## Your goal:
From the entries below, return every line that includes the word "light".

## Input records:
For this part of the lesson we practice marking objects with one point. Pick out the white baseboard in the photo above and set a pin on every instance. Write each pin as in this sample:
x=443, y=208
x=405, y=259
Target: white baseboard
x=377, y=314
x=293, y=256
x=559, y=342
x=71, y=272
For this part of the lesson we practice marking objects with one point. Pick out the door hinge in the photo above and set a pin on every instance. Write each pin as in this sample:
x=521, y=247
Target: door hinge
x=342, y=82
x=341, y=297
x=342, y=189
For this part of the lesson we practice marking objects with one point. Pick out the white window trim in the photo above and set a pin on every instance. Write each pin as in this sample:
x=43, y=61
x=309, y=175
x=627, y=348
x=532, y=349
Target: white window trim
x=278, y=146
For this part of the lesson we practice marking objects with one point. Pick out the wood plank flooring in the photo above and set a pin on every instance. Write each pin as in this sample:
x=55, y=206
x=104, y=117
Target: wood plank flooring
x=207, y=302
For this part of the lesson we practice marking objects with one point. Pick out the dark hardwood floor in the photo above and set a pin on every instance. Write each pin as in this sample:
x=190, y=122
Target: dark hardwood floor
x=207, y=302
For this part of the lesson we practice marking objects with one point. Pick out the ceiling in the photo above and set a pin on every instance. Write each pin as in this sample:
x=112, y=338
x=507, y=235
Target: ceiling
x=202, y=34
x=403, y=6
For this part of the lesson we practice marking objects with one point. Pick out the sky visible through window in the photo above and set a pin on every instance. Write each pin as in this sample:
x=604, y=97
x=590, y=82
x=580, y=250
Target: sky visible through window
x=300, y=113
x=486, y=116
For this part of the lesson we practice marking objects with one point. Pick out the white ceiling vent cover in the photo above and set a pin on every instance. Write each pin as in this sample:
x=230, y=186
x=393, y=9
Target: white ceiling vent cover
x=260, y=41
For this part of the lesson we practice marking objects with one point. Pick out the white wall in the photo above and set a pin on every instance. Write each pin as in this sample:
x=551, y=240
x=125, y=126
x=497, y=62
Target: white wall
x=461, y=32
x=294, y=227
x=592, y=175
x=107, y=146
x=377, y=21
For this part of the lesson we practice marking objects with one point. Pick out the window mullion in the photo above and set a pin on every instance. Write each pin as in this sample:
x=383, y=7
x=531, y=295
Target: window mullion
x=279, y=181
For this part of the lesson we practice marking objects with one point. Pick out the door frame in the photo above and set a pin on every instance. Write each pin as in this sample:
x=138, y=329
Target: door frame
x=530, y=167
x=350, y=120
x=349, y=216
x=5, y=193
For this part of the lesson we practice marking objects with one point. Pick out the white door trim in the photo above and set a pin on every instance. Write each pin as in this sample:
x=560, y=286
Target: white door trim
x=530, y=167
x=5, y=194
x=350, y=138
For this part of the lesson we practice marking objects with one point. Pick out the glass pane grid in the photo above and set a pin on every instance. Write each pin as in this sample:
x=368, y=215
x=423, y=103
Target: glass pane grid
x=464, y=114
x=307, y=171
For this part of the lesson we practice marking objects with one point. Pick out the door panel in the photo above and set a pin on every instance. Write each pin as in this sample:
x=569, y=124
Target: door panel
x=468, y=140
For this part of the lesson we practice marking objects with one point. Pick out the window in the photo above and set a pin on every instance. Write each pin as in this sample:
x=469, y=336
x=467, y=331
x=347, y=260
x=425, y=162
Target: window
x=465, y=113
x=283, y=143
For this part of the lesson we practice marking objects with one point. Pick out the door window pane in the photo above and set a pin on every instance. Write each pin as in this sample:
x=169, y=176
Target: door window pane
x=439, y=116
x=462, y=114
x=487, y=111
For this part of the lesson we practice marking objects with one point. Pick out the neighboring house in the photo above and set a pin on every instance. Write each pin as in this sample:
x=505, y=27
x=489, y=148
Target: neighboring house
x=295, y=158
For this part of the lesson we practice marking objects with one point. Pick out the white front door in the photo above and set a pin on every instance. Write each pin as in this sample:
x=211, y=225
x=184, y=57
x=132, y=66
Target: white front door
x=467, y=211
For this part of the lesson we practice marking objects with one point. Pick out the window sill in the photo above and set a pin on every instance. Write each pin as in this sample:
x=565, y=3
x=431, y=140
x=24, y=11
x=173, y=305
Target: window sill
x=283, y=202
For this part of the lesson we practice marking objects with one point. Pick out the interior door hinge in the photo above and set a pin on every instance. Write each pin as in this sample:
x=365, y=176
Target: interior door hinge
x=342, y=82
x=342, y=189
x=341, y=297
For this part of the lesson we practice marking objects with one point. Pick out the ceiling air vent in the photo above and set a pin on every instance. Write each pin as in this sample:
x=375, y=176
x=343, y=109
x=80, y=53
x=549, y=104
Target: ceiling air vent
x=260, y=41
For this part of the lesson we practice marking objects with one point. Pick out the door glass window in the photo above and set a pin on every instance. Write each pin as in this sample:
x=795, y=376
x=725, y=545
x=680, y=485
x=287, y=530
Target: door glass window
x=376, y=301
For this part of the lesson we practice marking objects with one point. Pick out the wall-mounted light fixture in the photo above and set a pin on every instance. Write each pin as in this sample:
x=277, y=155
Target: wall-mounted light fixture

## Answer:
For this part of the lesson we practice marking objects with one point. Pick out the wall-mounted light fixture in the photo above and set a pin on every instance. Write each pin as in this sample:
Target: wall-mounted light fixture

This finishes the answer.